# REQUIREMENT 1:
Rescale the records from the line that contains "Annotate the weeds so" through the line that contains "<point>52,216</point>", including both of those lines. Reproduce every line in that span, requests included, multiplying only the point coordinates in the answers by 0.45 and rounding to whole numbers, with halves rounded up; the requests and their format samples stay unchanged.

9. Access and security
(a) If the Services include website hosting services, the Customer is responsible for maintaining the security of the Customer’s account(s) used to access and update the relevant website.
(b) The Customer agrees to immediately notify Resurge Digital in writing of any unauthorised use of the Customer’s account(s) or any other breaches of security.
(c) Resurge Digital will not be liable for any loss or damage from the Customer’s failure to comply with this security obligation.
10. Intellectual property
(a) Resurge Digital acknowledges and agrees that any content (including text, photos, images, audio, video, code and other materials) supplied by the Customer to Resurge Digital belongs to the Customer or other third parties (Customer IP) and will remain the property of the Customer or the relevant third party.

# Excerpts of pointing data:
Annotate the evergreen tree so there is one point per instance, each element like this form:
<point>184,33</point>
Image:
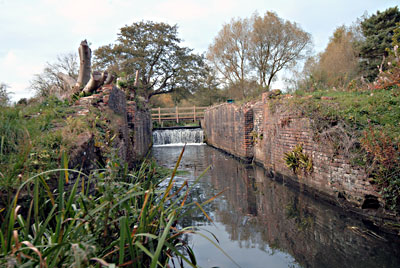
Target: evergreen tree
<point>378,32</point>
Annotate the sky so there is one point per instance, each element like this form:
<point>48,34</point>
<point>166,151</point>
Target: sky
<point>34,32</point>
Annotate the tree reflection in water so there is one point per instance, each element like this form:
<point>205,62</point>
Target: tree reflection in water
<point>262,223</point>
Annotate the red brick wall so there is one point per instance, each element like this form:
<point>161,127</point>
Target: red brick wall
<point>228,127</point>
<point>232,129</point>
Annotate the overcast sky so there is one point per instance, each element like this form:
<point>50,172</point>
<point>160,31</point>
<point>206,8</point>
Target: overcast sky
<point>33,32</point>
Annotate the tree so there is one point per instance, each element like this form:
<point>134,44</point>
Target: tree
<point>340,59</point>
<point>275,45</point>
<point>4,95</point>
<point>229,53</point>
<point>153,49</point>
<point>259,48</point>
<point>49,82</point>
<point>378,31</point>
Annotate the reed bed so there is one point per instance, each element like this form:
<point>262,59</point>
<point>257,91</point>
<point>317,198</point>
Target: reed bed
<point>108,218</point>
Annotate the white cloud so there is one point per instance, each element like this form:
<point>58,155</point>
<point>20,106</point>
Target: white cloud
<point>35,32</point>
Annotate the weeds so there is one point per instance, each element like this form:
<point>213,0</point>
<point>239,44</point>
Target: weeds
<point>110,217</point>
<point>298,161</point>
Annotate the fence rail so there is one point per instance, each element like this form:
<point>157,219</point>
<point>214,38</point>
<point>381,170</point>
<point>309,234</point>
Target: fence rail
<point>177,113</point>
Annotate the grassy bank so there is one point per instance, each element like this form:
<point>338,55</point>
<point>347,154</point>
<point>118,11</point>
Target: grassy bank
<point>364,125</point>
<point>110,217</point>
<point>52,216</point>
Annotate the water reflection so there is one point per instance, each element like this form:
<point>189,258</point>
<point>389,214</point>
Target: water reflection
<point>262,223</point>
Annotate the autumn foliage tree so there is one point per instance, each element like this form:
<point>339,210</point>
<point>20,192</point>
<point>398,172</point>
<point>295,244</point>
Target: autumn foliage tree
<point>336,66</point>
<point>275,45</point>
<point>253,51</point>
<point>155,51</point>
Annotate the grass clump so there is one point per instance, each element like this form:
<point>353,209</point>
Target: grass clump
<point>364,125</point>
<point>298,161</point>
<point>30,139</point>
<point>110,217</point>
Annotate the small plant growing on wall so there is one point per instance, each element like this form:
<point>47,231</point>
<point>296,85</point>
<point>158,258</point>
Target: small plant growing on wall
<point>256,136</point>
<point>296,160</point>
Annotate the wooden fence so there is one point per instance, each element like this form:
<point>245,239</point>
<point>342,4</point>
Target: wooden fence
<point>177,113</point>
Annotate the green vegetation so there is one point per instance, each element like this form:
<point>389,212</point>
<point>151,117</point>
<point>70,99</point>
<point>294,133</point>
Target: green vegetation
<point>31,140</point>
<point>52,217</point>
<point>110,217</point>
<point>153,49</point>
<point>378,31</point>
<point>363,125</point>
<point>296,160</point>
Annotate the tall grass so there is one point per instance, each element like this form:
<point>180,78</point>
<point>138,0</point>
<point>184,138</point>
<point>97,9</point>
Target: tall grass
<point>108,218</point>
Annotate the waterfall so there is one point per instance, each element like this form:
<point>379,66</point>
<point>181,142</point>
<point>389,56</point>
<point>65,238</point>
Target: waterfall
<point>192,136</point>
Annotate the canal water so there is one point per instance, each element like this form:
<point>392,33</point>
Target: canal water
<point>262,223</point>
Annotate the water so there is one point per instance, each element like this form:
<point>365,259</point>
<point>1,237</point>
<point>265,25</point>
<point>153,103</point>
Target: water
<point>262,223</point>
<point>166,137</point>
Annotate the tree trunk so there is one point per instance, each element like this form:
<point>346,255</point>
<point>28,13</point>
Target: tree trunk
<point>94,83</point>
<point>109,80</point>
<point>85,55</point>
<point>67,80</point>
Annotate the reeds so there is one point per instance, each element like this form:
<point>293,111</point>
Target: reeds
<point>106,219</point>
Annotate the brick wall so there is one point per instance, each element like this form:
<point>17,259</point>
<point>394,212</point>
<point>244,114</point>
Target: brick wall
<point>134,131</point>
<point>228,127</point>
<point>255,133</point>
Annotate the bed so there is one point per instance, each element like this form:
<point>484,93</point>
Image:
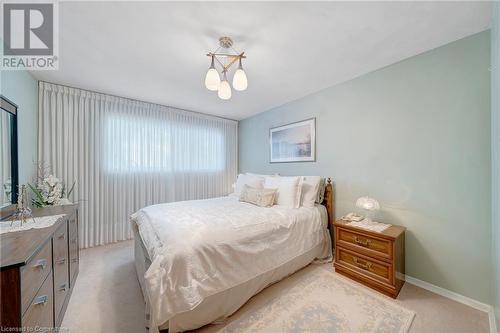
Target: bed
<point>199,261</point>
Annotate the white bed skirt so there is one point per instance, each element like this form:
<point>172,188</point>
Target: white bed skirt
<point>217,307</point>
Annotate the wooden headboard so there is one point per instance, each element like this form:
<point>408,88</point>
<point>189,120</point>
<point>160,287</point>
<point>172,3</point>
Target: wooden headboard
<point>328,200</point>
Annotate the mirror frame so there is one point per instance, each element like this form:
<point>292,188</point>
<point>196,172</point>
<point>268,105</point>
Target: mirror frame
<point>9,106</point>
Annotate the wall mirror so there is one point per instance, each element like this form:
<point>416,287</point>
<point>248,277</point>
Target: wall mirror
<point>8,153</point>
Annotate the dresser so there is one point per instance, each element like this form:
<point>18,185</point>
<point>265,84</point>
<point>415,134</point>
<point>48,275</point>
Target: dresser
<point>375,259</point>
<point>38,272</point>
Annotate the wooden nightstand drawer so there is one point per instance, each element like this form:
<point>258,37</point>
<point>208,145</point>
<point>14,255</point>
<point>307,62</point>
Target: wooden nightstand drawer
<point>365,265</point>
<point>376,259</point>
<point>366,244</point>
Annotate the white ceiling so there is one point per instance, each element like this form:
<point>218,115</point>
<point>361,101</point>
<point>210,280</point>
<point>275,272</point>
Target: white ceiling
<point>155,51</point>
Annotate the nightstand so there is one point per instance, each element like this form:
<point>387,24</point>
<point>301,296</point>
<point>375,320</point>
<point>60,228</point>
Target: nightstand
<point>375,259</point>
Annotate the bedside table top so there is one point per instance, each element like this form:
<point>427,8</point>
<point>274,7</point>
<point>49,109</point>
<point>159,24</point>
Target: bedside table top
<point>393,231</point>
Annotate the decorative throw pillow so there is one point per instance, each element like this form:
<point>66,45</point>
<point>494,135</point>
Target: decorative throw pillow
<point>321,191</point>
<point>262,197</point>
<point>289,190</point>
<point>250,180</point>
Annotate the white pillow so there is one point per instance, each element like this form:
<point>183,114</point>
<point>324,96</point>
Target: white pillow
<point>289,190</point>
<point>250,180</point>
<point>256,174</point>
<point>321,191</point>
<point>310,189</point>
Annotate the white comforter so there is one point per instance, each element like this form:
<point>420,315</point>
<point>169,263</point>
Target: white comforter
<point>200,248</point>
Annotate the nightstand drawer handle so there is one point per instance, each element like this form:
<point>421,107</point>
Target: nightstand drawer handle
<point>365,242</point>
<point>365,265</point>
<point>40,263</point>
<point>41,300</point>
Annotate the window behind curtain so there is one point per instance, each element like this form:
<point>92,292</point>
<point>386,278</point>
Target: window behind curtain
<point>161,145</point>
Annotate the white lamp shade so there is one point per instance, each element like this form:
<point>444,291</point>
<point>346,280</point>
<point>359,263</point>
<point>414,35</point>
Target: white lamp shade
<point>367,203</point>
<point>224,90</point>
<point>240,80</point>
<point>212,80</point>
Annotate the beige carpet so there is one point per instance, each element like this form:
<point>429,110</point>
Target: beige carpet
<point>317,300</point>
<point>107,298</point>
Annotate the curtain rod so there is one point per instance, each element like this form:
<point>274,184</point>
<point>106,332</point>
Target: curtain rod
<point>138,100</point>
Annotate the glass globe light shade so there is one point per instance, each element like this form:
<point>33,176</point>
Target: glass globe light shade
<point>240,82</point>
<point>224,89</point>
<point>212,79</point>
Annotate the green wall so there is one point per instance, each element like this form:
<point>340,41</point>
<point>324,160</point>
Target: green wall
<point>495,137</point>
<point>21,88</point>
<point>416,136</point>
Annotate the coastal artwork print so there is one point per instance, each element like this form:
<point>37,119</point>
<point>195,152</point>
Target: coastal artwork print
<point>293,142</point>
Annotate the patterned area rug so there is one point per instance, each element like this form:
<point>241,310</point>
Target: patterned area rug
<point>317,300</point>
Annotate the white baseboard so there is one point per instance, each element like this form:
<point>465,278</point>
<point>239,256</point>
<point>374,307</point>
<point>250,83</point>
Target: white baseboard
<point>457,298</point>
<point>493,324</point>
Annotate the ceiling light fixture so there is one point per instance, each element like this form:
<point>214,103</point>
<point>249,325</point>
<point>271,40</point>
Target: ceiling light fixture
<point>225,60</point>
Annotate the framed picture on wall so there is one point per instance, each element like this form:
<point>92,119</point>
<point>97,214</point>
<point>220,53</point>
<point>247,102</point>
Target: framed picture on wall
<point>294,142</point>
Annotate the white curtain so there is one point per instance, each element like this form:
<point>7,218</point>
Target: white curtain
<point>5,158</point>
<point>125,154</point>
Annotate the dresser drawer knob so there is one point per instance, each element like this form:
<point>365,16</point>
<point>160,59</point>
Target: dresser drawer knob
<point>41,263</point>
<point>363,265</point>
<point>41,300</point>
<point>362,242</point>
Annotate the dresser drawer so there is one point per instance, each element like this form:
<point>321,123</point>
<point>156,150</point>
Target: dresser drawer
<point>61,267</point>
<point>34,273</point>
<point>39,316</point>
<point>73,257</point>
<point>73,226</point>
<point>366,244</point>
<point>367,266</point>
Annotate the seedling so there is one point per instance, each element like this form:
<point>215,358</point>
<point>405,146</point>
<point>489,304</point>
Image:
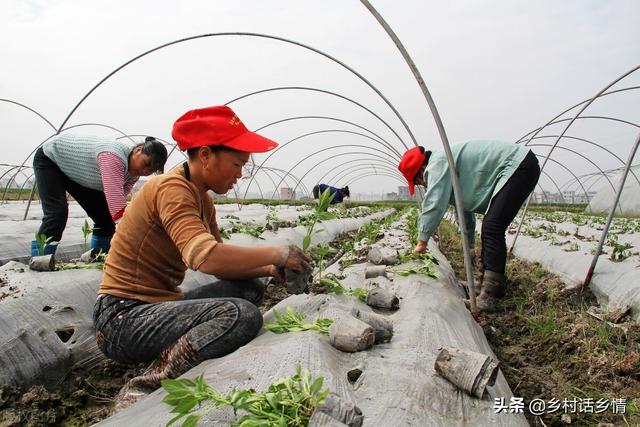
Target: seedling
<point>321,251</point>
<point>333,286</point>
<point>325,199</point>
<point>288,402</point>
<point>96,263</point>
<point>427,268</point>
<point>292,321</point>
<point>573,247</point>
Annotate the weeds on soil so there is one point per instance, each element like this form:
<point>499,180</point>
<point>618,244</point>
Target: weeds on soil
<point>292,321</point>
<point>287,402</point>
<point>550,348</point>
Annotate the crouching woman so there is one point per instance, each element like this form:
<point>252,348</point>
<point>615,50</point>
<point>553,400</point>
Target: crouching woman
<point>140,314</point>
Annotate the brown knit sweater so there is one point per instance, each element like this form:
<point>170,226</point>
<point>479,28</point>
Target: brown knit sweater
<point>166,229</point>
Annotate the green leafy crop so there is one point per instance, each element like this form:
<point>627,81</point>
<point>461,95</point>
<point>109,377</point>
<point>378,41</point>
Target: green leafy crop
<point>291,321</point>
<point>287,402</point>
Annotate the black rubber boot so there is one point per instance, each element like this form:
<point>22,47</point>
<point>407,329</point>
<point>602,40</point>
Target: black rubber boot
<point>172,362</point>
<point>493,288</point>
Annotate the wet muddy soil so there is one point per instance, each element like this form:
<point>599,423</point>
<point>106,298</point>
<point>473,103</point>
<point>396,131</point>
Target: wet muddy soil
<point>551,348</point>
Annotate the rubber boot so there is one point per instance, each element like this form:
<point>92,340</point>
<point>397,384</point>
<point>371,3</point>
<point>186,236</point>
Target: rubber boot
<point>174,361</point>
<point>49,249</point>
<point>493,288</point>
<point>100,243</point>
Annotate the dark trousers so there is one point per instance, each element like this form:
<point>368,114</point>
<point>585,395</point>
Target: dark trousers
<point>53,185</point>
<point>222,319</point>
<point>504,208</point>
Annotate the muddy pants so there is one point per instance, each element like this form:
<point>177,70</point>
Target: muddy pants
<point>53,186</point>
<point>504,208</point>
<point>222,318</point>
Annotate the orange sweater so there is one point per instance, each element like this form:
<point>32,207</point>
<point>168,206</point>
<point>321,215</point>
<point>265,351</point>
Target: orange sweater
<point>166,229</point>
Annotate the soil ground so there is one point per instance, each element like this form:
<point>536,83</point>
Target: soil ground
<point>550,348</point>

# REQUIREMENT 2:
Under the intellectual property section of the terms, who owns content that the Customer supplies to Resurge Digital?

# COMPLETE RESPONSE 1:
Annotate the weeds so there is one point per instance, each element like this form:
<point>213,0</point>
<point>239,44</point>
Target: weeds
<point>50,98</point>
<point>134,72</point>
Annotate the fence rail so there is one point per instance, each element like this form:
<point>157,219</point>
<point>214,38</point>
<point>381,170</point>
<point>309,234</point>
Target: fence rail
<point>80,51</point>
Annotate the grassy bank so there is one point per instance, each element like this form:
<point>338,55</point>
<point>347,154</point>
<point>118,11</point>
Target: grassy bank
<point>164,56</point>
<point>50,98</point>
<point>23,97</point>

# COMPLETE RESPONSE 2:
It belongs to the Customer or other third parties and remains the property of the Customer or the relevant third party.